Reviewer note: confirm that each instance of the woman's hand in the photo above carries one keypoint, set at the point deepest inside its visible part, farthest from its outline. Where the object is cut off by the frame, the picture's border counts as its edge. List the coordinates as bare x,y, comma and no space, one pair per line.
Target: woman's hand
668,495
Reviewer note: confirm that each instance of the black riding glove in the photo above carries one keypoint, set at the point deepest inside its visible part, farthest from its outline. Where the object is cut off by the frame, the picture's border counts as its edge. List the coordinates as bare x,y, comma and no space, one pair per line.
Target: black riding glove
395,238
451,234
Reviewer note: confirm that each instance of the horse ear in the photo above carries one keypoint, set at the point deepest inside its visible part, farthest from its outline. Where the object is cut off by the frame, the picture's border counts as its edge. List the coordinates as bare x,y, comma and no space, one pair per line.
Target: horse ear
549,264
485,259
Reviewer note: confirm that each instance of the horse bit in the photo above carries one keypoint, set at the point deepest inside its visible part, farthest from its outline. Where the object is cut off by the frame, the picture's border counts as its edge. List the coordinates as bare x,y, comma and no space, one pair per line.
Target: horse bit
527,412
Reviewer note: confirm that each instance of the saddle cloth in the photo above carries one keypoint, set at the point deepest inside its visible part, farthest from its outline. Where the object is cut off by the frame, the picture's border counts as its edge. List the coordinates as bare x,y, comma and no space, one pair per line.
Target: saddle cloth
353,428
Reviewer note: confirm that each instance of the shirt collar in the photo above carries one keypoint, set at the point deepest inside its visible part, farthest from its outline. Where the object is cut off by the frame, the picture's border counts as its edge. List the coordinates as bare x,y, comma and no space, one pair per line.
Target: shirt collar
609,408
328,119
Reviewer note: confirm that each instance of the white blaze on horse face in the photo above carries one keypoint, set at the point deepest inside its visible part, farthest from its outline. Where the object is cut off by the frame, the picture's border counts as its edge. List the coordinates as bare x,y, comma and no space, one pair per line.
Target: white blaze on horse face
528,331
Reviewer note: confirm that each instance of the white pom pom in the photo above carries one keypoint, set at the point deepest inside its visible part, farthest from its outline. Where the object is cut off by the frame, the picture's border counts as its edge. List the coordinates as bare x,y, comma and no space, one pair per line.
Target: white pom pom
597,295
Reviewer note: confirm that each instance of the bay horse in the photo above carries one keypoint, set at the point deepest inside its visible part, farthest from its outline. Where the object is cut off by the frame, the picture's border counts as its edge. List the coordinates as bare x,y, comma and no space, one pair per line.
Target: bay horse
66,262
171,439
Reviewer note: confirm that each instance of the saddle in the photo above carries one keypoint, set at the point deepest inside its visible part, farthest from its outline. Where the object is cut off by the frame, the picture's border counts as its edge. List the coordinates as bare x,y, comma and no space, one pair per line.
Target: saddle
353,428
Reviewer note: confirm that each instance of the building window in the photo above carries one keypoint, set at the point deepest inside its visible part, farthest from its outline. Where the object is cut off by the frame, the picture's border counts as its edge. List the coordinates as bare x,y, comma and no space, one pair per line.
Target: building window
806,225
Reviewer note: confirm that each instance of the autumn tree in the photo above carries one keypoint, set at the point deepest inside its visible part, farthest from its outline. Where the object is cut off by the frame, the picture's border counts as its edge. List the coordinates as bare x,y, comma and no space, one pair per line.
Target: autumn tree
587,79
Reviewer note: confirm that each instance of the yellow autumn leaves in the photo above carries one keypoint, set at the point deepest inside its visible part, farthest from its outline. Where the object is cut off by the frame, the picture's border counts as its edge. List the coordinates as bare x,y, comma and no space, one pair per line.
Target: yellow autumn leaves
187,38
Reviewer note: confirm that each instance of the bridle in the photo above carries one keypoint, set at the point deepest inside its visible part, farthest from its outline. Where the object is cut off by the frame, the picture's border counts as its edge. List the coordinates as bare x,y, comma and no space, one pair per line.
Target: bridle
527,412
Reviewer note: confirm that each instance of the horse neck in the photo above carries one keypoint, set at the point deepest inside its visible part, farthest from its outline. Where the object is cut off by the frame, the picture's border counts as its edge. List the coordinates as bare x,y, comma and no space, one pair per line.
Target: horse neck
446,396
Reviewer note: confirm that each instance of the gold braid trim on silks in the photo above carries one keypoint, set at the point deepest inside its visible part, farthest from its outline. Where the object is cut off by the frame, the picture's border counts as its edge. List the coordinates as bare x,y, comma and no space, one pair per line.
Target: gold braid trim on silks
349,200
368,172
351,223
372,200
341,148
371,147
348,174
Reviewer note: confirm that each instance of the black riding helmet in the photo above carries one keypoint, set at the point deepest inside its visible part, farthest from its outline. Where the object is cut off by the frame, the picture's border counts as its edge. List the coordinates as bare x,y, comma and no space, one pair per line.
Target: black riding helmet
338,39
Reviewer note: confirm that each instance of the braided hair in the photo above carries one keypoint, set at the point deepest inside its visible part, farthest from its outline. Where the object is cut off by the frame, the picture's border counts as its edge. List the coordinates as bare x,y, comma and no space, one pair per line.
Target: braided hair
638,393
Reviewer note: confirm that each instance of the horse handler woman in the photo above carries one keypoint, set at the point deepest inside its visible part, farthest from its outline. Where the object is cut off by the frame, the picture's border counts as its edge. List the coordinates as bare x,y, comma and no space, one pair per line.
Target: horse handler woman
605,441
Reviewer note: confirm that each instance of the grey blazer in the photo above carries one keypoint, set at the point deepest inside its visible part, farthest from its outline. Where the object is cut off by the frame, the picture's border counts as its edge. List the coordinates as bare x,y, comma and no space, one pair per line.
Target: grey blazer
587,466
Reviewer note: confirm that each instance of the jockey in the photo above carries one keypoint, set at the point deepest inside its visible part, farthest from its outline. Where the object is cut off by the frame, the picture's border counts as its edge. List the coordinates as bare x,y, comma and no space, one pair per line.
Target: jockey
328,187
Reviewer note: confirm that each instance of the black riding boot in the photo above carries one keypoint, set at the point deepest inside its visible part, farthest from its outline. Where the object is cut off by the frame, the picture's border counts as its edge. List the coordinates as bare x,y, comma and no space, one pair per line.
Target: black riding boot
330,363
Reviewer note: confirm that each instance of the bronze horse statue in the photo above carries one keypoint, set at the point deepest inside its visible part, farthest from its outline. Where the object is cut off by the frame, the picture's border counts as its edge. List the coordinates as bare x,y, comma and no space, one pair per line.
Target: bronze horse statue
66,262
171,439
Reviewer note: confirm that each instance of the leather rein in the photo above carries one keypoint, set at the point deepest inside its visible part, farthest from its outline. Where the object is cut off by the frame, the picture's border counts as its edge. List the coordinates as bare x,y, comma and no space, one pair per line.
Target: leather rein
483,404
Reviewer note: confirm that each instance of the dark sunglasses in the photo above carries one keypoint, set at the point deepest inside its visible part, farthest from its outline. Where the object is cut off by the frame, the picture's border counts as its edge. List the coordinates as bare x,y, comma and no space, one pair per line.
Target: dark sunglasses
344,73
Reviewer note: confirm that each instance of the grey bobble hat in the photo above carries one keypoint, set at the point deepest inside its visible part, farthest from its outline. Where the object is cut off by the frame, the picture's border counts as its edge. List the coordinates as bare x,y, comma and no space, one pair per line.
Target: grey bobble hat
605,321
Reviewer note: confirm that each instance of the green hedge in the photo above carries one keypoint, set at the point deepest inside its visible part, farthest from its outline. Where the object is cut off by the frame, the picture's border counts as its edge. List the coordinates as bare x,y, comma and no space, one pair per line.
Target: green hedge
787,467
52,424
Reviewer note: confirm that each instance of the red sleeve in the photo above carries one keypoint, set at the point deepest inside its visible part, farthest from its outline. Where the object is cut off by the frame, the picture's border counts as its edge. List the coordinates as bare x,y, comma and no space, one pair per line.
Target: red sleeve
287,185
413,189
■ ■ ■
### ASSIGNMENT
Repeat the entries exactly, all of them.

### ANSWER SECTION
Reviewer note: confirm that each instance of the woman's hand in the photo above carries one keypoint, set at the point deepest inside its visible part, farthest from its outline. Where the object is cut off by the frame, the picture's border counts as its edge. List the coordinates as bare x,y, comma and no space, one pair per line.
Target: woman's hand
668,495
Reviewer note: confirm that each instance of the black riding glove in the photo above carries one keypoint, set at the point deepest inside its visible part, farthest from its outline. Where the object is cut off by the frame, the picture's border counts as its edge. List the coordinates as bare x,y, comma and no space, one pair per line.
Target: black riding glove
395,238
451,234
Reviewer note: confirm that each instance of the horse ear in the photo above carries one keypoint, set at the point deepest inside its visible part, farthest from its outline. Where the object is cut off by the frame, the picture's border counts as its edge. List the coordinates as bare x,y, comma and no space, one pair per line.
Target: horse ear
549,264
485,259
Reviewer note: confirm that each instance of the horse bit in the photo above carries one keypoint, set at the point deepest inside its visible part, farthest from its outline. Where the object is cut off by the frame, the picture's border counts as its edge. List the coordinates as bare x,y, comma and no space, one pair per line.
Target: horse bit
527,412
Reviewer note: confirm that each instance of the saddle cloth in the photo above carries one keypoint, set at the point deepest inside its visible part, farthest from its outline. Where the object is cut off by the frame, the picture's border counts as its edge. List the coordinates as bare x,y, comma and no space, one pair per line.
Target: saddle cloth
353,428
Reviewer note: confirm that each instance of the shirt collar in the photo above carries one keypoint, set at the point deepest inside its visible part, farthest from its outline. Where the object is cut off by the frame, the picture's border counts as its edge. List the coordinates as bare x,y, comma and no space, one pair per line.
Target: shirt collar
609,408
328,119
Reviewer note: confirm that each instance of the white blaze on horse face in the photo above carries one keypoint, set at the point deepest inside its visible part, farthest from its outline. Where the object is cut off by the frame, the picture's border counts as its edge. List the coordinates as bare x,y, comma and no space, one pair per line.
Target: white blaze on horse face
528,331
Reviewer note: confirm that each instance of the white pom pom in the photo above carries one keypoint, set at the point deepest inside its visible part, farthest from its outline. Where the object is cut off by the frame, the picture's border counts as its edge. List the coordinates as bare x,y, comma and no space, one pair per line.
Target: white pom pom
597,295
Reviewer note: confirm that each instance of the bay horse in the photo above carries one keypoint, set at the point deepest inside its visible part, farthest from its outline. Where the object is cut off by the frame, the picture's border counts as its edge. List the coordinates as bare x,y, comma and no space, one pair per line.
Target: bay horse
66,262
171,439
Reviewer note: confirm that each instance of the saddle in the photo above carries one keypoint, set at the point deepest inside its visible part, farthest from its outline. Where the object is cut off by the frame, the picture's border counts as its edge. List the coordinates as bare x,y, comma and no space, one pair per line.
Target: saddle
353,428
Reviewer note: confirm that each instance of the building window in the photo above carries one keypoint, set at the point deepest inside its visible part, farthest from its outline. Where the object is cut off by the frame, the picture's border counts as its edge. List the coordinates as bare x,y, comma and no space, one pair per line.
Target: building window
806,225
Reviewer note: confirm that each instance of the autumn tree in the photo above carries one keypoint, set at the point deepest inside its visible part, farthest from its outline. Where the object is cut off by the frame, the picture's border counts as its edge. List the coordinates as bare x,y, comma and no space, one pair per line.
Target: autumn tree
587,79
Reviewer note: confirm that each instance of the yellow autumn leaves in the photo above carries one keypoint, set at the point deepest inside its visible part, farthest from its outline. Where the object is cut off by the frame, the picture's border counts as its edge. List the coordinates as bare x,y, comma and no space, one pair per line.
Target: yellow autumn leaves
187,38
Reviewer note: confirm that each instance of the bridle in the photo above carries one keypoint, set at the point deepest inside its visible part, farthest from its outline. Where the object is cut off by the frame, the picture's border counts as its edge. List the coordinates as bare x,y, comma and no space, one pair per line.
Target: bridle
527,412
Reviewer note: confirm that each instance of the horse neck in the photo above carries one keypoint, set at the point deepest inside its visible part, farthest from its outline. Where the object is cut off by the frame, the picture's border counts as its edge. List the coordinates as bare x,y, comma and no space, one pair per line.
Target: horse neck
446,396
Reviewer note: confirm that each instance of the gold braid trim on silks in the photo above carries one keypoint, set at the point deepest inside its visible part, farthest from its outline. Where the object is cut off by the frame, the picture's border counts as its edge. List the coordinates as bare x,y, comma and no space, one pair per line.
Target: gold braid trim on silks
349,200
368,172
351,223
372,200
341,148
371,147
348,174
Reviewer note: confirm that each instance of the black riding helmet in the photo above carries one keypoint, set at the point deepest inside its visible part, farthest from its outline. Where the object is cut off by the frame, the picture's border counts as its edge. List the coordinates as bare x,y, comma and no space, one pair per line.
Target: black riding helmet
338,39
Reviewer note: confirm that each instance of the braided hair in the photo above carries one keypoint, set at the point deepest inside its visible part, farthest from its outline. Where the object is cut off by the frame, the picture's border counts as its edge. List the coordinates as bare x,y, comma and no space, one pair per line.
Target: braided hair
638,393
Reviewer note: confirm that each instance of the horse handler woman in the photo above carries one keypoint, set at the point deepest inside its visible part, farthest from its outline. Where the object is cut off by the frame, the picture's border counts as its edge. List the coordinates as bare x,y, comma and no space, one pair per line.
Target: horse handler woman
605,441
Reviewer note: confirm that each instance of the grey blazer in the photo above carries one keypoint, set at the point deepest inside its visible part, farthest from its outline. Where the object is cut off by the frame, the picture's border counts as its edge. List the coordinates as bare x,y, comma and no space, one pair per line.
Target: grey blazer
587,466
Reviewer note: confirm that each instance of the jockey in the photo above carries one keypoint, set at the point deepest inside its visible part, farthest from its outline. Where the object is cut off by the frame, the picture's border counts as its edge. List the coordinates as bare x,y, comma and no space, one pair per line.
Target: jockey
328,187
Reviewer note: confirm that each instance of the black riding boot in the photo above carries one keypoint, set at the point deepest inside its visible part, farthest from its outline. Where the object is cut off by the frame, the picture's border counts as its edge. List the coordinates as bare x,y, comma and no space, one pair per line.
Target: black riding boot
330,363
Reviewer note: confirm that each instance of the bronze horse statue in the photo above carries one keypoint, set at the point deepest inside its visible part, farthest from its outline. Where the object is cut off by the frame, the picture's border counts as its edge. List the coordinates as bare x,y, comma and no space, one pair per line.
Target: bronze horse statue
66,262
171,439
Reviewer note: confirm that each instance of the leather rein in the photo above carries one keypoint, set at the point deepest inside its visible part, farthest from its outline. Where the object is cut off by the frame, the picture's border counts as its edge. List the coordinates as bare x,y, comma and no space, one pair per line.
Target: leather rein
483,404
Reviewer note: confirm that each instance of the dark sunglasses in the photo above carries one keypoint, set at the point deepest inside its visible part, farthest from its outline. Where the object is cut off by the frame, the picture's border counts as its edge. List the coordinates as bare x,y, comma and no space, one pair per line.
Target: dark sunglasses
344,73
Reviewer note: confirm that each instance of the grey bobble hat in the photo above carries one keypoint, set at the point deepest inside its visible part, farthest from its outline. Where the object is cut off by the frame, the picture's border counts as its edge. List the coordinates as bare x,y, comma and no space, one pair per line.
Target: grey bobble hat
605,321
Reviewer note: confirm that each instance of the green hedge in the photo above carries one keypoint, set at the point deepest inside its visible part, farthest from its outline. Where the object is cut off by the frame, the picture's border counts as its edge. List the coordinates as bare x,y, comma and no space, one pair per line.
Target: green hedge
787,467
52,424
Reviewer note: confirm that each instance of the red sleeve in the photo above carries one keypoint, set at the point deepest inside its visible part, farthest from its outline. Where the object is cut off by the frame, the picture's border counts as its edge. List the coordinates as bare x,y, comma and no space, one pair per line.
Target: red sleeve
287,185
413,189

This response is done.